2.5 Central limit theorem

From the course notes on "sequence of random variables" of Sangchun Han, ECE PhD student.


Let $ \left\{ \mathbf{X}_{n}\right\} $ be a sequence of i.i.d. random vectors with mean μ and variance σ2 , such that 0 < σ2 < ∞ . Then if

$ \mathbf{Z}_{n}\triangleq\frac{\left(\mathbf{X}_{1}+\mathbf{X}_{2}+\cdots+\mathbf{X}_{n}\right)-n\mu}{\sigma\sqrt{n}} $

then $ \mathbf{Z}_{n} $ converges in distribution to a random variable $ \mathbf{Z} $ that is Gaussian with mean 0 and variance 1 .

In fact, $ \mathbf{X}_{1}+\mathbf{X}_{2}+\cdots+\mathbf{X}_{n} $ has the mean nμ and the variance nσ2 .

i.e. $ F_{\mathbf{Z}_{n}}\left(z\right)\longrightarrow\mathbf{\Phi}\left(z\right)=\int_{-\infty}^{z}\frac{1}{\sqrt{2\pi}}e^{-x^{2}/2}dx $ as $ n\rightarrow\infty , \forall z\in\mathbf{R} $ .

Proof

We will show that $ \Phi_{\mathbf{Z}_{n}}\left(\omega\right)\longrightarrow\left(n\rightarrow\infty\right)\longrightarrow e^{-\frac{1}{2}\omega^{2}} , \forall\omega\in\mathbf{R} $ .

**WRITTEN TASK 1**.
Answer these about the central limit theorem excerpt:
(a) Whose course notes is it taken from?
(b) What mean and variance does the sum of the first n random vectors have?
(c) To what does Z_n converge in distribution?
**WRITTEN TASK 2**. Print the part of the central limit theorem excerpt that opens with the words containing "2.5 Central limit" and closes with "variance 1 .".
**WRITTEN TASK 3**. Proceed with the central limit theorem excerpt from where it stops.
The items after the central limit theorem excerpt are not needed here.

**PROVIDED MATERIAL**.
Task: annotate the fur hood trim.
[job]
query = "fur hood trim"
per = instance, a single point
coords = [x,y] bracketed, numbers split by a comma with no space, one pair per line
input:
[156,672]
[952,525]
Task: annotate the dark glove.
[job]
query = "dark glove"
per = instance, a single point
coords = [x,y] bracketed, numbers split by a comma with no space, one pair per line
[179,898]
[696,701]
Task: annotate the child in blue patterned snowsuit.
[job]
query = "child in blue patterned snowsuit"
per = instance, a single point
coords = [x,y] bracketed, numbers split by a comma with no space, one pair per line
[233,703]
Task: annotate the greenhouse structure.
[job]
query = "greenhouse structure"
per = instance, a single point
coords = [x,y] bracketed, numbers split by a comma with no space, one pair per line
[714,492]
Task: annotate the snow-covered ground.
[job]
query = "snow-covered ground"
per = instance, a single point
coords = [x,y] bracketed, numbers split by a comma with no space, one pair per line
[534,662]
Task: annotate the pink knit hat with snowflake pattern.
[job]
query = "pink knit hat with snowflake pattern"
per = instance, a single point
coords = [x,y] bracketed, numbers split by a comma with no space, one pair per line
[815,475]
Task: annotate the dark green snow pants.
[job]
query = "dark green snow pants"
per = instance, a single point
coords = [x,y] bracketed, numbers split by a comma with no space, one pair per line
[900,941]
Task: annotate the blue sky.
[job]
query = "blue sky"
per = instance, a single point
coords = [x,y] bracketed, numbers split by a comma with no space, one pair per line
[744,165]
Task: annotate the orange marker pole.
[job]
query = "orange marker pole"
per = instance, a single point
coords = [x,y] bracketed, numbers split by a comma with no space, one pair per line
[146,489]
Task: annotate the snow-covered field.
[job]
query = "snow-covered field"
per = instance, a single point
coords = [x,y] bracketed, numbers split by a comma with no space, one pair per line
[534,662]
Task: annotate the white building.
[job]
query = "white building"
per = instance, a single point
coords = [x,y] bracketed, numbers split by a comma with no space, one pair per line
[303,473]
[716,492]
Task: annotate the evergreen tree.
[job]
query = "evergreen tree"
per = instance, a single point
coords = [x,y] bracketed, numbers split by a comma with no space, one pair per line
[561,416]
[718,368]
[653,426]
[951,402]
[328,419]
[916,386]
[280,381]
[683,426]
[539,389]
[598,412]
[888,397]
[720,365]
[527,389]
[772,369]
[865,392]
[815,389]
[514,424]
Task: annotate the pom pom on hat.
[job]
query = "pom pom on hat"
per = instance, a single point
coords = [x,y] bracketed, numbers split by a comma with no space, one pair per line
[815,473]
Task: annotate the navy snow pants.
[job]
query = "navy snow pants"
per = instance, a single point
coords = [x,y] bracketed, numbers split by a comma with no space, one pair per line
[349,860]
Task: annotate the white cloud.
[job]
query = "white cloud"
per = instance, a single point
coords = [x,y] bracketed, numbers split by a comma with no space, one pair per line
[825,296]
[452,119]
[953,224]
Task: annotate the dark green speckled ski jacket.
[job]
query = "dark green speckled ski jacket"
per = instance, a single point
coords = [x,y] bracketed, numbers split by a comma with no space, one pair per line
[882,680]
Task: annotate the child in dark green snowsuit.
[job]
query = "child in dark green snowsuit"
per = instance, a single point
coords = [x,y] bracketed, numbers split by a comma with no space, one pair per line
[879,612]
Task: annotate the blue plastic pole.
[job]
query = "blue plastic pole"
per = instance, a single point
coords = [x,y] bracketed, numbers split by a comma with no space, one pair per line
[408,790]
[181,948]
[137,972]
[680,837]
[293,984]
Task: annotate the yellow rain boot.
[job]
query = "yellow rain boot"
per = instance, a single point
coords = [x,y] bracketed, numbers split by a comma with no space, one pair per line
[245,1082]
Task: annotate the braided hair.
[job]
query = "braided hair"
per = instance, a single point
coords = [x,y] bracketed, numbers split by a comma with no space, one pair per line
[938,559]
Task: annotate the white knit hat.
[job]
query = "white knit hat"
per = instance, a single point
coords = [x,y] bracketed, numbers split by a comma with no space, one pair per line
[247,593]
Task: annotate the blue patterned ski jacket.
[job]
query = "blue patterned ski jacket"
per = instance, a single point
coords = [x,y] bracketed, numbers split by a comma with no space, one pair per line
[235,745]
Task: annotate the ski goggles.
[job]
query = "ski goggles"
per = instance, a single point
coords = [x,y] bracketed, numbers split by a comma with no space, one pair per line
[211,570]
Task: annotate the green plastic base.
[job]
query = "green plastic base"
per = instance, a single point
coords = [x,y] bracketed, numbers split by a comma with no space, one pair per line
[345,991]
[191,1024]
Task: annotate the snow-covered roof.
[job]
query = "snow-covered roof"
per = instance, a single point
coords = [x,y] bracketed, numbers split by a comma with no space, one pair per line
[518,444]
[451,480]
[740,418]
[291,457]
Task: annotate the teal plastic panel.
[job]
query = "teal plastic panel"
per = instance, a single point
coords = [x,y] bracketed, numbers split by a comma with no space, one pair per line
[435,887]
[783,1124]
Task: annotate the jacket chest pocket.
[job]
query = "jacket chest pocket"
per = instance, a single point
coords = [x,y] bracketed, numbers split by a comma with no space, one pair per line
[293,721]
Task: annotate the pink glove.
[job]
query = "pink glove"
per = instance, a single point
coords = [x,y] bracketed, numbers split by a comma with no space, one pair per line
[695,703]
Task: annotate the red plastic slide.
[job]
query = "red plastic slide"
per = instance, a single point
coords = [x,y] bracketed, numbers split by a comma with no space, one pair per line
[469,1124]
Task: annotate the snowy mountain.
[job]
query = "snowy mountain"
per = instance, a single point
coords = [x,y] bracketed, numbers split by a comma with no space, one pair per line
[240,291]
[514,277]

**TASK ANSWER 1**.
(a) Sangchun Han, an ECE PhD student.
(b) The mean is nμ and the variance is nσ².
(c) It converges to a random variable Z that is Gaussian with mean 0 and variance 1.

**TASK ANSWER 2**.
2.5 Central limit theorem

From the course notes on "sequence of random variables" of Sangchun Han, ECE PhD student.


Let $ \left\{ \mathbf{X}_{n}\right\} $ be a sequence of i.i.d. random vectors with mean μ and variance σ2 , such that 0 < σ2 < ∞ . Then if

$ \mathbf{Z}_{n}\triangleq\frac{\left(\mathbf{X}_{1}+\mathbf{X}_{2}+\cdots+\mathbf{X}_{n}\right)-n\mu}{\sigma\sqrt{n}} $

then $ \mathbf{Z}_{n} $ converges in distribution to a random variable $ \mathbf{Z} $ that is Gaussian with mean 0 and variance 1 .

**TASK ANSWER 3**.
$ \Phi_{\mathbf{Z}_{n}}\left(\omega\right)=E\left[e^{i\omega\mathbf{Z}}\right]=E\left[\exp\left\{ \frac{i\omega}{\sigma\sqrt{n}}\sum_{k=1}^{n}\left(\mathbf{X}_{k}-\mu\right)\right\} \right]=E\left[\prod_{k=1}^{n}e^{i\omega\left(\mathbf{X}_{k}-\mu\right)/\sigma\sqrt{n}}\right] $$ =\prod_{k=1}^{n}E\left[e^{i\omega\left(\mathbf{X}_{k}-\mu\right)/\sigma\sqrt{n}}\right]=\cdots=\left(E\left[e^{i\omega\left(\mathbf{X}-\mu\right)/\sigma\sqrt{n}}\right]\right)^{n}. $

We can expand the exponential as a power series (in ω about ω = 0 ).

$ E\left[e^{i\omega\left(\mathbf{X}-\mu\right)/\sigma\sqrt{n}}\right] $

It can be shown that $ \frac{E\left[R\left(\omega\right)\right]}{\omega^{2}/2n}\longrightarrow0 $ as $ n\rightarrow\infty , \forall\omega\in\mathbf{R} $ .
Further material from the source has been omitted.